• **YOUR TASK**
Reproduce exactly the entries from the "For every instance of the roof eave, the" line to the end. Skip all pictures.

Begin

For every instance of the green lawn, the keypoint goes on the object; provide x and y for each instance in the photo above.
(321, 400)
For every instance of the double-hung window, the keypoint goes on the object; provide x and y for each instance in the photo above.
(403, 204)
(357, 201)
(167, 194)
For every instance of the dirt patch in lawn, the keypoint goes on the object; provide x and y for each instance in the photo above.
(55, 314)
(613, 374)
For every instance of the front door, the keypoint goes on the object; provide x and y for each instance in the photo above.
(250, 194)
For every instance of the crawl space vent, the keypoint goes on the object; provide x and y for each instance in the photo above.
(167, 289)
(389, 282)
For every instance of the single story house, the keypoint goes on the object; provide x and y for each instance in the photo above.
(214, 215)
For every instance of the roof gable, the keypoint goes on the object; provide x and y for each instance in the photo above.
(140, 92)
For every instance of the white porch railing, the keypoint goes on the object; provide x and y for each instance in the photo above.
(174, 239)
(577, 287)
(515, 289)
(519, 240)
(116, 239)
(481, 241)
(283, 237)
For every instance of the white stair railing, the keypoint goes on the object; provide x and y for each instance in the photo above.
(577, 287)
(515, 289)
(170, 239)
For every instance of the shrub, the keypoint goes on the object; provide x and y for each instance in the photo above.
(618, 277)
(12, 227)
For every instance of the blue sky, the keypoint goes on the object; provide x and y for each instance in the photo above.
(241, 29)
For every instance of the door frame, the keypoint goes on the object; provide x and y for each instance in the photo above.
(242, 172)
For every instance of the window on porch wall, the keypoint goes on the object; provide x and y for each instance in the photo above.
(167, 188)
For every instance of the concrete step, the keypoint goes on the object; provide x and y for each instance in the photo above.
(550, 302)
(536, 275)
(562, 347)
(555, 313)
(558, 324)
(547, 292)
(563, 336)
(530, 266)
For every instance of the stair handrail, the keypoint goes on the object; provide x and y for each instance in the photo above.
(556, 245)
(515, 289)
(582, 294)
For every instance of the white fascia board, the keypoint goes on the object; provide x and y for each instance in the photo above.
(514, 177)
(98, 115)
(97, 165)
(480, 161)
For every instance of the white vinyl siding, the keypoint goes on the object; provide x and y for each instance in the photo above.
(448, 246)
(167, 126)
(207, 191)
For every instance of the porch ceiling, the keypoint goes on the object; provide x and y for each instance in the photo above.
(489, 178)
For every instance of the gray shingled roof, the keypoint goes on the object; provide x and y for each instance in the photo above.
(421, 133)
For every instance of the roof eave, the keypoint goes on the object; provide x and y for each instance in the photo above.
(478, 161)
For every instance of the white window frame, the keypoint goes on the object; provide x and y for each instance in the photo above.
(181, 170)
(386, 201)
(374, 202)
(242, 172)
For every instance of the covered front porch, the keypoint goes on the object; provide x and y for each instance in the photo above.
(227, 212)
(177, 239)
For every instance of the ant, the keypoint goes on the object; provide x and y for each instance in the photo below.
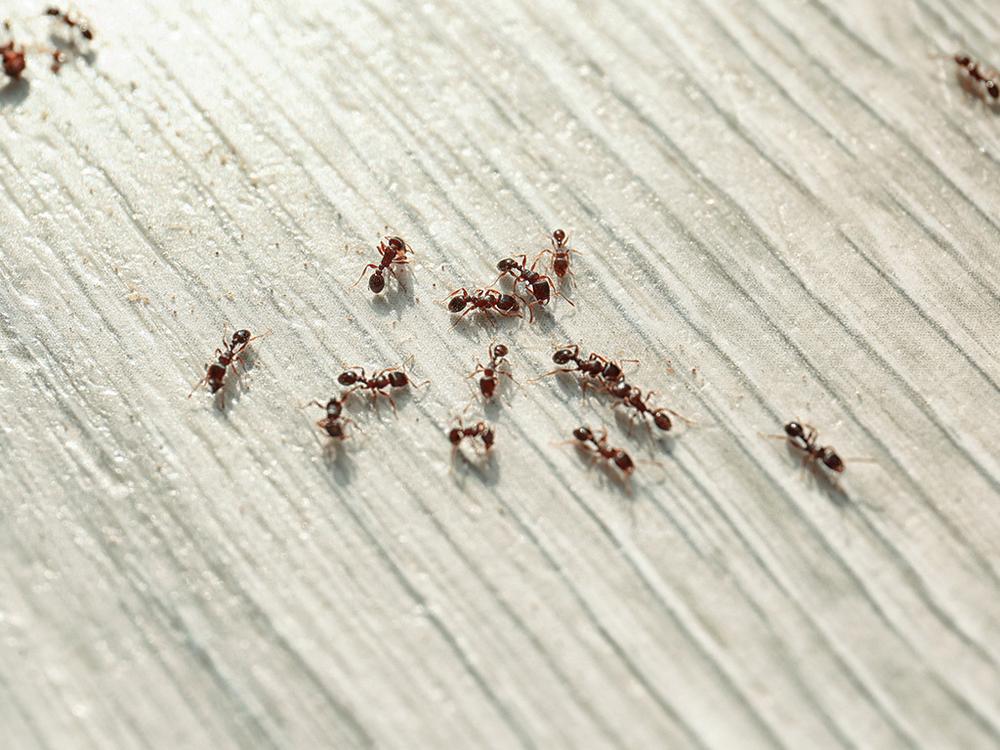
(599, 449)
(803, 437)
(73, 20)
(334, 421)
(594, 366)
(972, 75)
(632, 398)
(560, 254)
(378, 383)
(498, 366)
(232, 352)
(480, 429)
(539, 285)
(393, 251)
(14, 62)
(483, 300)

End

• **EXERCISE RESPONSE**
For every instance of the roof eave, the keypoint goes on the object; provide x and y for each instance in the photo above.
(478, 161)
For every instance of the white window frame, the keypoint goes on the object; provide x and y for each instance in the photo above.
(181, 170)
(386, 201)
(374, 202)
(242, 172)
For every instance of the covered front porch, the keypoint goes on the object; provide x and y for each instance in the photo above.
(227, 212)
(177, 239)
For every instance of the ant, the keypoint goes on the object; provide x and y for each instance in the photo below.
(599, 449)
(803, 437)
(73, 20)
(334, 421)
(594, 366)
(972, 75)
(632, 398)
(560, 254)
(378, 383)
(498, 366)
(232, 352)
(480, 429)
(539, 285)
(393, 251)
(14, 62)
(483, 300)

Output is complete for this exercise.